• _Exercise task_
Copy out only those lines running from the line with "Task: indicate every instance of the building" to the end of the listing, keeping each one exactly as it is.

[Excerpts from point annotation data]
----------
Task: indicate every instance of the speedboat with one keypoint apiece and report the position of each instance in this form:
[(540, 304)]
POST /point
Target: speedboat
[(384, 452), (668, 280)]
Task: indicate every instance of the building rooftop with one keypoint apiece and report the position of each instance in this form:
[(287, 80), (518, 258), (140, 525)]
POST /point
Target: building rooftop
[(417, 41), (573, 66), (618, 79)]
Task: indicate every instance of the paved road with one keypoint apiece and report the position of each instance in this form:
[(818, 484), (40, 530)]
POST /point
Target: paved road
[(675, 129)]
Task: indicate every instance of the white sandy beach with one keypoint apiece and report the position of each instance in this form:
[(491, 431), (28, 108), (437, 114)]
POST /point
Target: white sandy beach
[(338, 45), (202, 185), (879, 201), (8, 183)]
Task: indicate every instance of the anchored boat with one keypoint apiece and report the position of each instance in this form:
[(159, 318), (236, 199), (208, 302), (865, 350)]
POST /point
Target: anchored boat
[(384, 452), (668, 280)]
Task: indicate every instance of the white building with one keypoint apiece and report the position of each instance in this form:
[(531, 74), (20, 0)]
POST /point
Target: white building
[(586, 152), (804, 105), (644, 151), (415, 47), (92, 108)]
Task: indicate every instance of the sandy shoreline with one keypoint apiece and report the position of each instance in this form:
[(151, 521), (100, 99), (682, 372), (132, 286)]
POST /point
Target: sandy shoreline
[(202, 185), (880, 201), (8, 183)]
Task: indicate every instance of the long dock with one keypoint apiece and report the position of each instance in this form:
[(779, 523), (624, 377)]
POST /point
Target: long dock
----------
• _Output for this exercise_
Task: indicate every instance of the building rooftop with one keypoint apiece and report the position of each instance in this form:
[(287, 80), (518, 258), (140, 525)]
POST /point
Target: building rooftop
[(417, 41), (573, 66), (618, 79)]
Task: indicate every instance of the paved road with one keypoint apiece and report the position of each instance in this form:
[(818, 484), (40, 530)]
POST /point
Target: paved road
[(675, 129)]
Task: indicate every instance of the white sandy beach with one keypoint apiece and report the position of each instance in this form:
[(491, 431), (28, 108), (437, 114)]
POST /point
Target: white sandy beach
[(338, 45), (202, 185), (879, 201), (8, 183)]
Task: indicate every instance of the anchored boat with one keypoint apiece and report the position of each instance in this form:
[(159, 318), (236, 199), (208, 302), (865, 350)]
POST /point
Target: anchored boat
[(384, 452), (668, 280)]
Task: indicate every instance of the white building with one keypoint apiece and report the position of each instance in this form:
[(531, 74), (20, 0)]
POST /point
Target: white building
[(586, 152), (804, 105), (644, 151), (415, 47), (92, 108)]
Task: indicate every instance of the sandy shoreline with one keypoint apiece and report the position of each instance in this form:
[(151, 521), (100, 99), (682, 372), (132, 286)]
POST /point
Target: sandy shoreline
[(202, 185), (880, 201), (8, 183)]
Task: indicate every instance of the long dock with one keypoint apiece and report the position of each instance in this form:
[(779, 523), (624, 377)]
POST /point
Target: long dock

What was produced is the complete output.